Problems to work on:
#1 In the earnings call passage, what were Cohu's sales for the first quarter of 2017?
#2 Give the collection rows as a Markdown table with the columns No. and Line, leaving out blank lines. Begin at the first row of the collection and stop after the line that contains "[534,57,660,165]".

Text passage:

Cohu assumes no obligation to update these statements as a result of developments occurring after this call. Further, our comments and responses to any questions will not make reference to any specific customers, as we are precluded from disclosing such information by our non-disclosure agreements. Now I’ll turn it over to Luis..
Thanks, Jeff and good afternoon, everyone. Cohu had an excellent first quarter of 2017 with sales up 15% sequentially to $81.1 million and non-GAAP earnings per share of $0.35. Our Malaysia operation shipped over 90% of all Cohu handlers in Q1 which significantly contributed to improved gross margins.
Measured test cell utilization across installed base was 86%. Cohu's semi equipment orders were at an all time high with strong demand for turret and pick and place handlers, as well as multiple contactor design wins, some of which we'll ship in the second half of this year.

Rows from a collection:
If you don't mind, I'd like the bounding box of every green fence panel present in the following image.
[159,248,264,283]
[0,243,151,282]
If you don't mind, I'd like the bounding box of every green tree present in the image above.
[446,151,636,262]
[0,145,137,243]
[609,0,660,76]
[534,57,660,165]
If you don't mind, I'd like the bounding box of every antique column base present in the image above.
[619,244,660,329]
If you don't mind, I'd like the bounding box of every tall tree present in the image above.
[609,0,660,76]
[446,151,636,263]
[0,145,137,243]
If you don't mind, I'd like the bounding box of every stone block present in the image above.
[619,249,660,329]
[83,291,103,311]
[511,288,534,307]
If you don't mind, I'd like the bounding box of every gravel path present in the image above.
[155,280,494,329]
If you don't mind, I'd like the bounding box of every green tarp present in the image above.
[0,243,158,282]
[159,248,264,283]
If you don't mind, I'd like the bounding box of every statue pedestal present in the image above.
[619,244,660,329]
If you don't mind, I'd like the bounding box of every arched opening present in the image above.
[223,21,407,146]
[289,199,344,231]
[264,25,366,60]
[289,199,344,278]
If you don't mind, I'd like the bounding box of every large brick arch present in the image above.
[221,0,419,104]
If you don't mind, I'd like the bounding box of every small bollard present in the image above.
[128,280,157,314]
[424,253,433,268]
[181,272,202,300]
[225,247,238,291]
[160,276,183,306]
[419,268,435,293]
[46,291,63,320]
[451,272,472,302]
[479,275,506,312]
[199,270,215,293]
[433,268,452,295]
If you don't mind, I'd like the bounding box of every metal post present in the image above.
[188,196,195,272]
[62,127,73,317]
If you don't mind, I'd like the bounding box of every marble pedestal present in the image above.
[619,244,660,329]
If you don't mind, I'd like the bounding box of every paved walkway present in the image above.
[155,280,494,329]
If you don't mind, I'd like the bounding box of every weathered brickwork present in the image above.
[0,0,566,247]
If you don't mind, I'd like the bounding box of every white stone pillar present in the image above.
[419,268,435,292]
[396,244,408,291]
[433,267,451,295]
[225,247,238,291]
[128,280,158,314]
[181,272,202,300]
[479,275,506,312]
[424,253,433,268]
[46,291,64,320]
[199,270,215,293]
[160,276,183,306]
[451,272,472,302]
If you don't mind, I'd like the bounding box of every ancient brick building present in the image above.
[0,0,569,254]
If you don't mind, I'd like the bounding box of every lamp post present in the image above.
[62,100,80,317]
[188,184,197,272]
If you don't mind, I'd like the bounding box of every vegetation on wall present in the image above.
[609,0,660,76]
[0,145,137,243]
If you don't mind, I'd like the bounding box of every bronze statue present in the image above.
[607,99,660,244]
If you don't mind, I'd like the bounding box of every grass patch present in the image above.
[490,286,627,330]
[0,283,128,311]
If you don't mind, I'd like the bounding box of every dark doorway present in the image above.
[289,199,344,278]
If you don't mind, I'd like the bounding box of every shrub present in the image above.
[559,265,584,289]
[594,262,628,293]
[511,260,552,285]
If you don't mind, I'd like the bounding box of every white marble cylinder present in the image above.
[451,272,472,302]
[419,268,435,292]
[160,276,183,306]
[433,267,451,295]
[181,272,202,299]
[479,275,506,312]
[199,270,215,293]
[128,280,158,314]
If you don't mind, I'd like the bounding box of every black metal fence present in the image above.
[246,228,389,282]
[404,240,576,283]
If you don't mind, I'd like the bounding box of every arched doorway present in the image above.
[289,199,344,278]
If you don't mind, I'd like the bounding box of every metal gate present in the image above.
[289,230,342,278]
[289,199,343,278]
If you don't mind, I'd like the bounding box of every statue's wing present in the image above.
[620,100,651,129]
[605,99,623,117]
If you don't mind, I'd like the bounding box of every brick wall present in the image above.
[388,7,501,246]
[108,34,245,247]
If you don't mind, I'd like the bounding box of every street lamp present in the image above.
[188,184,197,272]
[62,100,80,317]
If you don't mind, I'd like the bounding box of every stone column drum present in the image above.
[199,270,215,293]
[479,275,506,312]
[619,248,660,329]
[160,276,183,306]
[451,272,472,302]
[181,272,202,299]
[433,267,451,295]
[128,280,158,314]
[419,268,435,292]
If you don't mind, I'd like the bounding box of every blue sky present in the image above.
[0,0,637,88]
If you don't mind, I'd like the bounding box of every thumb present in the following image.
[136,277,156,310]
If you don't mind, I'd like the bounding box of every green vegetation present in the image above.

Expected outputs:
#1 $81.1 million

#2
| No. | Line |
|---|---|
| 1 | If you don't mind, I'd like the bounding box of every green fence panel present in the following image. |
| 2 | [159,248,264,283] |
| 3 | [0,243,151,282] |
| 4 | If you don't mind, I'd like the bounding box of every green tree present in the image above. |
| 5 | [446,151,636,262] |
| 6 | [0,145,137,243] |
| 7 | [609,0,660,76] |
| 8 | [534,57,660,165] |